■ Dataset records
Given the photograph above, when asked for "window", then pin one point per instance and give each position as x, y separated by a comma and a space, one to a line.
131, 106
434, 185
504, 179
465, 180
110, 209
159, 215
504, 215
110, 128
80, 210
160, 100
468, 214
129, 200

■ Stated problem
Copy every one of the rows above word for word, changing nothing.

■ Task response
Given the photograph above, when asked for "window", then pin one point per instance and give each position as x, y separated by a comma and a space, one to a line.
131, 106
434, 185
504, 179
465, 180
110, 209
159, 215
504, 215
110, 128
80, 210
160, 100
468, 214
129, 200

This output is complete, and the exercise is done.